- _WHAT IS EXPECTED_
Express the records from the start through the line containing "[[472,336],[412,339],[406,345],[408,354],[469,354]]", both ends included, as a two-column CSV with the headers "prompt_text" and "answer". Give one row for each answer, paired with the text above it, and put each value in a single quoted field with its line breaks replaced by spaces.

────────────────────

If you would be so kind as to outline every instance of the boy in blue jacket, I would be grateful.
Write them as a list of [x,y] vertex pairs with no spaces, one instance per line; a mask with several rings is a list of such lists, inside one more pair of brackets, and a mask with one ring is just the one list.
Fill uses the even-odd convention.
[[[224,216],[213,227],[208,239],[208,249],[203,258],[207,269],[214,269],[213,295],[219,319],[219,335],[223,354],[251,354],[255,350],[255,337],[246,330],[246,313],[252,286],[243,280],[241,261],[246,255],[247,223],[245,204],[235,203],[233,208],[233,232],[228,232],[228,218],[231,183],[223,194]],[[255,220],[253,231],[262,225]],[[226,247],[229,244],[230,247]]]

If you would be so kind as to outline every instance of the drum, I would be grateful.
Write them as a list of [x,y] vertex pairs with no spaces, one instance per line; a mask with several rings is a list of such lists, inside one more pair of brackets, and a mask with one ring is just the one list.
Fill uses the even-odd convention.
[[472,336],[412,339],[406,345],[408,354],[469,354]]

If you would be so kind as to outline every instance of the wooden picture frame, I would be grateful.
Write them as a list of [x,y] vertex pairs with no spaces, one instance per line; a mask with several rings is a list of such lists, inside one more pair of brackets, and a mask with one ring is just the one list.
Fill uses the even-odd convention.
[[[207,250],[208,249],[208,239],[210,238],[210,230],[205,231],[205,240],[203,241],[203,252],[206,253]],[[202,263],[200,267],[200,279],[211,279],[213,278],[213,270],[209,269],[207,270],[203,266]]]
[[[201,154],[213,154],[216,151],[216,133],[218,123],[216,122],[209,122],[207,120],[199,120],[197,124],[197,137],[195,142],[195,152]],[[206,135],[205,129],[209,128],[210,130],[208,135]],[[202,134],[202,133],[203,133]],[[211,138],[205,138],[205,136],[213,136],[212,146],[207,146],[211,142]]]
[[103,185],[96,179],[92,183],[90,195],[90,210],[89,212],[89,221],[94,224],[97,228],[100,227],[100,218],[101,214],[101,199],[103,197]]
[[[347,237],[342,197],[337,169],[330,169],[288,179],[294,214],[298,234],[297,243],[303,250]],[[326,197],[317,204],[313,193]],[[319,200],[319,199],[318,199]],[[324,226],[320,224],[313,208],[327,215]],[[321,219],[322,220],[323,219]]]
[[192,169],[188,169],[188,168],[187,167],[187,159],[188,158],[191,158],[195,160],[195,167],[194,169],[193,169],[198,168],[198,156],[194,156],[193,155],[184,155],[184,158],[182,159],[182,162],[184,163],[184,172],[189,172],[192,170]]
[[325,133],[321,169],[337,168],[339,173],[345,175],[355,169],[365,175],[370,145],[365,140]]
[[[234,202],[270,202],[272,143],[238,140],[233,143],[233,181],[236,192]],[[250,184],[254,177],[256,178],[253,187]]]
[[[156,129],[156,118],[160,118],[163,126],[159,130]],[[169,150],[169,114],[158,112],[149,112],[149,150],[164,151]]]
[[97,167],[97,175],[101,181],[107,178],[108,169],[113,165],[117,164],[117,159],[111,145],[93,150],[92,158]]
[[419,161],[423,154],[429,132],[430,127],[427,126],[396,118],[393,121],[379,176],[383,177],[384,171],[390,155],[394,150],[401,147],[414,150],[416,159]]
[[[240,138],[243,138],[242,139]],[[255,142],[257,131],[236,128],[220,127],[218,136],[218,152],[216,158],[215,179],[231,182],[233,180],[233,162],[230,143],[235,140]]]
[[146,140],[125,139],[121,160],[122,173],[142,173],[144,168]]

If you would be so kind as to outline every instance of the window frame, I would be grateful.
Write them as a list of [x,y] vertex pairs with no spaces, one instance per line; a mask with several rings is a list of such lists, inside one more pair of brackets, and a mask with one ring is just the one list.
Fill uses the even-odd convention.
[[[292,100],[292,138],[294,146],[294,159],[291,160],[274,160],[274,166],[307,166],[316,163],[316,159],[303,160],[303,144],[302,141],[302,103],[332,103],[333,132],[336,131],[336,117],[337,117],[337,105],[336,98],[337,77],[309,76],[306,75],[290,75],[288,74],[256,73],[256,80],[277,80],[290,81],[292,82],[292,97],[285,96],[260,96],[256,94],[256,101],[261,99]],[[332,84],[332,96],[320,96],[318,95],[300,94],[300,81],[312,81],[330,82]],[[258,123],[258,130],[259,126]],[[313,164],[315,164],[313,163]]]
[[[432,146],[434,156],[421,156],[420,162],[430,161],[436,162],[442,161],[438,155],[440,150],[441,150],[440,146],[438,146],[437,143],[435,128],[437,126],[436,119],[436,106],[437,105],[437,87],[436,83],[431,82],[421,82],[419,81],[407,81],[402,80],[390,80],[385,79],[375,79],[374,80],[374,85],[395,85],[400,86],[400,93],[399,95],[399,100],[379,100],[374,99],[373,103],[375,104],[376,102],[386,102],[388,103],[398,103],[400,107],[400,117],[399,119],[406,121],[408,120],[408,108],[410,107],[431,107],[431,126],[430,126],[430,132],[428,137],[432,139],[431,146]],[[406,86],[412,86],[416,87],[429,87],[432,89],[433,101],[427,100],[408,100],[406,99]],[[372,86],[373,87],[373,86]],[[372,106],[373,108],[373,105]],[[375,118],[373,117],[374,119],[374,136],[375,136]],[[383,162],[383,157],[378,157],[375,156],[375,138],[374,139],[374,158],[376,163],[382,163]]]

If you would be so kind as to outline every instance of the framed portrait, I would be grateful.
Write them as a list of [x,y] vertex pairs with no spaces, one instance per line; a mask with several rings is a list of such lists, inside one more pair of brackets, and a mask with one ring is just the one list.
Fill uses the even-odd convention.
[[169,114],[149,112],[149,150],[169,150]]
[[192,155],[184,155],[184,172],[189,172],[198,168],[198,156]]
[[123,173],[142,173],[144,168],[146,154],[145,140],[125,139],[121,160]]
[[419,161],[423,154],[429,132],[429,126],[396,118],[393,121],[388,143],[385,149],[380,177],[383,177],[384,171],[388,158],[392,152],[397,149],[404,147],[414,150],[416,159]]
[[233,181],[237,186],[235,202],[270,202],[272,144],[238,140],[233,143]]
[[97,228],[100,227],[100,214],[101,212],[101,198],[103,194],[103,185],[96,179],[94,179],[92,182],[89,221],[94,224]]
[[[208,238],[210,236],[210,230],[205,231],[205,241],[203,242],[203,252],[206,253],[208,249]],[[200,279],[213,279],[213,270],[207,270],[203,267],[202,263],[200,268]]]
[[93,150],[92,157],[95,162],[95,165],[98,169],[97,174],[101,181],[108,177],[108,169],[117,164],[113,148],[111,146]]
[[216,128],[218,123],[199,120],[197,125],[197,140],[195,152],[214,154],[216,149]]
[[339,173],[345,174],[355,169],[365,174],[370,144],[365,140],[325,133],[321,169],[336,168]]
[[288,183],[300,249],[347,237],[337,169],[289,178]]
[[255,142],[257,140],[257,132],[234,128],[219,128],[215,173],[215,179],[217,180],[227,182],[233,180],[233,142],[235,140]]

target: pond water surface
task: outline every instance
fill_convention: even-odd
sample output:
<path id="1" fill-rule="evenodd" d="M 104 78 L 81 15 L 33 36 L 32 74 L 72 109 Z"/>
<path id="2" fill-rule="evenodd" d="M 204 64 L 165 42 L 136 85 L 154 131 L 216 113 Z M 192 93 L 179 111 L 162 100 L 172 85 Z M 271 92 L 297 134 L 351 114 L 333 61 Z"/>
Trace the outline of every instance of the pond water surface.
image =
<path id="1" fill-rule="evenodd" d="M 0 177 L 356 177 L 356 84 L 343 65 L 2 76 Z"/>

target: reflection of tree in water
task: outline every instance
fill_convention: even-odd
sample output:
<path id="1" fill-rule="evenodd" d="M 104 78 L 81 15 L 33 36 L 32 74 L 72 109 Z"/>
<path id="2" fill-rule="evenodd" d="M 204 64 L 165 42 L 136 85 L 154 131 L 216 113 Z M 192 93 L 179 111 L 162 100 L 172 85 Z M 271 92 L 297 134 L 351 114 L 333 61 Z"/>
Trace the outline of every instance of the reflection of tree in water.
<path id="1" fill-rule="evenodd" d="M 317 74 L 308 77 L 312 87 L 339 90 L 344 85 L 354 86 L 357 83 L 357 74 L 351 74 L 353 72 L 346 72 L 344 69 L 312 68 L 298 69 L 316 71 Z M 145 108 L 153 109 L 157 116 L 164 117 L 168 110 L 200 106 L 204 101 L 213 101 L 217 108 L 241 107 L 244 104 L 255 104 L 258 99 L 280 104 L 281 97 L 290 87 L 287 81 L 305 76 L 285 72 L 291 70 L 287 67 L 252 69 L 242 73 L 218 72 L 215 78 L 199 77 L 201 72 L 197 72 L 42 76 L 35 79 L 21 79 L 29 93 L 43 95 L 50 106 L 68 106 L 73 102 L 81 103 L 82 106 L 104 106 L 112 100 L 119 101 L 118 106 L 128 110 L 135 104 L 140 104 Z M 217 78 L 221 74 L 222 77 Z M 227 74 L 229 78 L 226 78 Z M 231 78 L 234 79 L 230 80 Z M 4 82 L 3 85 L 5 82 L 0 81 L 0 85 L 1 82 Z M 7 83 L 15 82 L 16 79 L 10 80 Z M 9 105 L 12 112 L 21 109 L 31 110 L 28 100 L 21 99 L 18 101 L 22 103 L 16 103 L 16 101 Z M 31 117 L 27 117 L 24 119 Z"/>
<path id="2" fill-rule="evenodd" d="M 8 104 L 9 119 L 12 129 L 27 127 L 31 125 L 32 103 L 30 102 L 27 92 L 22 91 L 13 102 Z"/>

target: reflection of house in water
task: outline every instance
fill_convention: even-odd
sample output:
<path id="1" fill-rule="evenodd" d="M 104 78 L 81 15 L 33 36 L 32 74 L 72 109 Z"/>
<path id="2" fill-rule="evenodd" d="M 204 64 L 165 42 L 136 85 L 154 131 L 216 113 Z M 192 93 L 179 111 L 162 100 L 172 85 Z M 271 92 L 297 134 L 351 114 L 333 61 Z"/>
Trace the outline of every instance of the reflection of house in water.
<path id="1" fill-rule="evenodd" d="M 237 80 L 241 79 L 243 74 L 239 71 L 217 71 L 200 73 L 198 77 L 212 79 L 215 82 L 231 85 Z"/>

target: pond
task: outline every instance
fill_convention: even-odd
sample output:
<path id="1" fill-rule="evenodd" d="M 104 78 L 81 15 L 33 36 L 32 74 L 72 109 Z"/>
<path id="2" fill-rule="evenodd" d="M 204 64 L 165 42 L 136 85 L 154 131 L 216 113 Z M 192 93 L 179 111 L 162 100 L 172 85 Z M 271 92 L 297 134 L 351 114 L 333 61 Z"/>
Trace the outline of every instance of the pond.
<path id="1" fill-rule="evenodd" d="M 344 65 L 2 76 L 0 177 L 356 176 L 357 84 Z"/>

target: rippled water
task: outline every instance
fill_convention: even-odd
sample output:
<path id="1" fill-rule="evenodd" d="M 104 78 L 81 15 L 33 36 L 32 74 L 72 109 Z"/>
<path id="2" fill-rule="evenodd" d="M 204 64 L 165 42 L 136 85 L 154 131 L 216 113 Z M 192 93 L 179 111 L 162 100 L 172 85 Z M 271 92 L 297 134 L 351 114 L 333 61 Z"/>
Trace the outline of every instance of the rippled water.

────────────────────

- _OUTPUT OF THE TASK_
prompt_text,answer
"If you would be so kind as to outline every instance of the boy in blue jacket, I would be grateful. Write them as a list of [x,y] vertex pairs with no spaces, one instance per line; a mask with several rings is a list of such lists, inside one more pair of brackets, and a mask with one ring is just the one list. Fill uses the even-odd convention.","[[[224,216],[213,227],[208,239],[208,249],[203,258],[207,269],[214,269],[213,295],[219,319],[219,335],[223,354],[251,354],[255,350],[255,337],[246,330],[246,313],[252,286],[243,280],[241,261],[246,255],[247,223],[245,204],[235,203],[233,208],[233,232],[228,232],[228,218],[231,183],[223,194]],[[255,220],[253,231],[262,225]],[[226,247],[229,244],[230,247]]]"
"If you would be so kind as to outline every instance of the drum, I would be grateful. Write them as a list of [x,y] vertex pairs with no spaces, one instance per line; a mask with several rings is a list of such lists, inside one more pair of brackets, and a mask with one ring is just the one list. Fill uses the even-odd convention.","[[472,336],[412,339],[406,345],[408,354],[469,354]]"